• _Written exercise_
Could you reproduce the rows below with every "Would you be able to point out" renamed to "Could you mark", leaving everything else unchanged?
---------- Input for this task
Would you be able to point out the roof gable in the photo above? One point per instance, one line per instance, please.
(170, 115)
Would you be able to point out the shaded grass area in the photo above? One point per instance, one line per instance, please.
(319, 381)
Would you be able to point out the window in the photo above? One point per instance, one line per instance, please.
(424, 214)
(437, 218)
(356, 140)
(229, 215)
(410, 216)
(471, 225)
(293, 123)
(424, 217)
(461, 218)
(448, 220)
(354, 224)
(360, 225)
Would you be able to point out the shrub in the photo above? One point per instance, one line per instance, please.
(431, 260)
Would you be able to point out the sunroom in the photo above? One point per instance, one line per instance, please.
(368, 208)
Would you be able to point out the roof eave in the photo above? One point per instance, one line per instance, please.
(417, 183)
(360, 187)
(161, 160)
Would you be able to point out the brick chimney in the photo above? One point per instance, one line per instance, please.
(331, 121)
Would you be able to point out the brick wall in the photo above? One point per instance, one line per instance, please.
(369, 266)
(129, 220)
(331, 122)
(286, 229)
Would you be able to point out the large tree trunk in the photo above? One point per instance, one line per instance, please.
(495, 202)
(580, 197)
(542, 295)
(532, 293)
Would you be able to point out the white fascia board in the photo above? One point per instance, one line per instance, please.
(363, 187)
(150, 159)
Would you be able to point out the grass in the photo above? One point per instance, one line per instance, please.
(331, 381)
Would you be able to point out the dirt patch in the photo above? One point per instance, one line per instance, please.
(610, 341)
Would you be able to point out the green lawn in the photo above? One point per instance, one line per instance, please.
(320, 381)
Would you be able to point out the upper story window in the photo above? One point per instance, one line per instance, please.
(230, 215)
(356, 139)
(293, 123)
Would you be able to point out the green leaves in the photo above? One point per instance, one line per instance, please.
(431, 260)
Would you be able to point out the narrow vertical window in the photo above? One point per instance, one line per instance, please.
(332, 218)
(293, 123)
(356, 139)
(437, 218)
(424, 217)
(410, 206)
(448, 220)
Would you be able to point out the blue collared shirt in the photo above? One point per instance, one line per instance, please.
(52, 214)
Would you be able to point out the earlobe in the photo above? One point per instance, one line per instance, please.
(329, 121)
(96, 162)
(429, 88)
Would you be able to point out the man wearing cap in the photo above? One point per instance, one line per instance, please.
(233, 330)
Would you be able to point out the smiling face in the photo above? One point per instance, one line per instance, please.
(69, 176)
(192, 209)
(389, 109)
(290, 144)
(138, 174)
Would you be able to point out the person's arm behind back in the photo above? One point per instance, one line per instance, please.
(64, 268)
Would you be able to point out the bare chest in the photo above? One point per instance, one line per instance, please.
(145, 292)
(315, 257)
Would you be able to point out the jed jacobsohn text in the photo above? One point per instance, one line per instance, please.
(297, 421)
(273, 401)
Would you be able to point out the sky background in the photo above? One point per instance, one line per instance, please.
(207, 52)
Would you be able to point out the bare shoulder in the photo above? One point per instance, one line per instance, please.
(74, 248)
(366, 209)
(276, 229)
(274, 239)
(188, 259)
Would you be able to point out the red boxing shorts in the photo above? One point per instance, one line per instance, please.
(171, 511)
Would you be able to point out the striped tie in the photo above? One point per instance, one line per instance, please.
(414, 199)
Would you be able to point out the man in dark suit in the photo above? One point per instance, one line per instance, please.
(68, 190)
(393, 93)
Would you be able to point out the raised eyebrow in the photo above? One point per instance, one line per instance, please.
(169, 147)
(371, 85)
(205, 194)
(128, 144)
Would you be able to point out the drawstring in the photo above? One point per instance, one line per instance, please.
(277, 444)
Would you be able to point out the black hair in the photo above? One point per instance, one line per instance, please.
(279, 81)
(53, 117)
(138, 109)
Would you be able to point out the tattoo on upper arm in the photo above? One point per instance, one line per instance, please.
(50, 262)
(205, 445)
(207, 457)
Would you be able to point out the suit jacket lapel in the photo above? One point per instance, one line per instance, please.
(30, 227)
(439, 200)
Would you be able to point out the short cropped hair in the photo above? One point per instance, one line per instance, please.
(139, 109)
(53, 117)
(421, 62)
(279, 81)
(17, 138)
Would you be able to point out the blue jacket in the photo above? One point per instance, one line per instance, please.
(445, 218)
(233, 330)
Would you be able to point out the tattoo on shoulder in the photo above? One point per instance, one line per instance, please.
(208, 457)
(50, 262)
--------------------
• _Full response_
Could you mark the roof gable in the photo above? One point per instance, one line per instance, please.
(170, 115)
Could you mark the shaded grass area in the photo above? One point per instance, one line per instance, please.
(319, 381)
Could you mark the window in the photo above? One point per instance, one line per instance, please.
(424, 214)
(437, 218)
(356, 140)
(229, 215)
(410, 216)
(471, 225)
(293, 123)
(424, 217)
(461, 218)
(448, 220)
(354, 224)
(360, 225)
Could you mark the shrub in the photo above? One point per instance, one line per instance, please.
(431, 260)
Could you mark the sunroom in the photo above? One point per instance, one line per instance, please.
(368, 208)
Could you mark the roof eave in the photo above? One point per instance, one line per instance, please.
(417, 183)
(360, 187)
(161, 160)
Could you mark the brick chimney in the photo above? One point per instance, one line per instance, please.
(331, 121)
Could you mark the brick wall in the photo above? One point per instance, one line per instance, please.
(369, 266)
(129, 220)
(331, 122)
(286, 229)
Could you mark the large tree trunk in the photo above? One point per instance, one line per instance, please.
(495, 202)
(580, 197)
(542, 295)
(532, 293)
Could you mark the white fascia board in the photo above? One point per instance, one line per instance, please.
(363, 187)
(150, 159)
Could you mark the grass in the photo above? One point per instance, one line per instance, please.
(331, 381)
Could you mark the dirt patch in the photo above? One point per instance, one line per instance, please.
(610, 341)
Could you mark the green lawn in the photo above? One point per instance, one line per instance, please.
(320, 381)
Could you mark the upper story window in the photo above? One point per instance, one line per instance, please.
(230, 215)
(356, 139)
(293, 123)
Could you mark the green leaves in the photo above? One point per instance, one line per instance, please.
(431, 260)
Could you mark the narrow vertical window in the photo above? One point per instance, one line per instance, please.
(332, 218)
(293, 123)
(356, 139)
(437, 218)
(424, 217)
(410, 206)
(448, 220)
Could you mark the blue collared shirt in the photo above? One point per instance, one line per instance, please.
(52, 214)
Could you mark the earlobe in the photo above? One point per instance, one line per instance, please.
(329, 121)
(96, 162)
(429, 88)
Could you mark the man wearing cap in the photo above? One point per instance, one line per instance, please.
(233, 330)
Could you mark the smiling face in the photo above? One point per instance, one line per instance, please.
(69, 176)
(192, 209)
(389, 109)
(290, 144)
(138, 174)
Could you mark the person's arm behind back in the photo above? One point per instance, one line per instance, please.
(64, 268)
Could you mark the bare chest in the photo above? One point per instance, one line per instance, please.
(145, 292)
(315, 257)
Could you mark the jed jacobsohn text in the photo above? One point per instance, one line per instance, please.
(297, 421)
(273, 401)
Could you mark the sky background in the photo above? One point per instance, one line per instance, please.
(207, 52)
Could you mark the bare shoulder in the photo above? One point per instance, one line per instance, please.
(74, 248)
(366, 209)
(276, 229)
(274, 239)
(188, 259)
Could you mark the red boxing shorts in the photo above? One point per instance, one line per instance, please.
(171, 511)
Could you mark the striped tie in the photo above? One point per instance, one line per instance, please.
(414, 199)
Could you mark the man in dark suit in the photo above? One point per instance, one line per instance, please.
(68, 190)
(393, 93)
Could you mark the raised eyebrow in the photo above? One point per instance, one line per instance, please.
(169, 147)
(371, 85)
(205, 194)
(128, 144)
Could you mark the drawstring in the photo above? One point per instance, one line per instance, please.
(277, 444)
Could you mark the black hair in the photo above? One point per instance, one line per instance, please.
(279, 81)
(53, 117)
(138, 109)
Could you mark the tattoo on upper arm in the photo above? One point per instance, one line per instance, please.
(50, 262)
(205, 445)
(207, 457)
Could you mark the suit jacket lapel in the photo above? One point per instance, one line per instance, please.
(30, 227)
(439, 200)
Could you mark the short cropped hair in the photo above? One point per instance, one line per instance, please.
(139, 109)
(53, 117)
(421, 62)
(279, 81)
(17, 138)
Could you mark the blue jacket in the photo above? One point per instance, one line per instance, please.
(445, 218)
(233, 330)
Could you mark the tattoo on shoulder in the photo above? One point per instance, one line per instance, please.
(208, 457)
(50, 262)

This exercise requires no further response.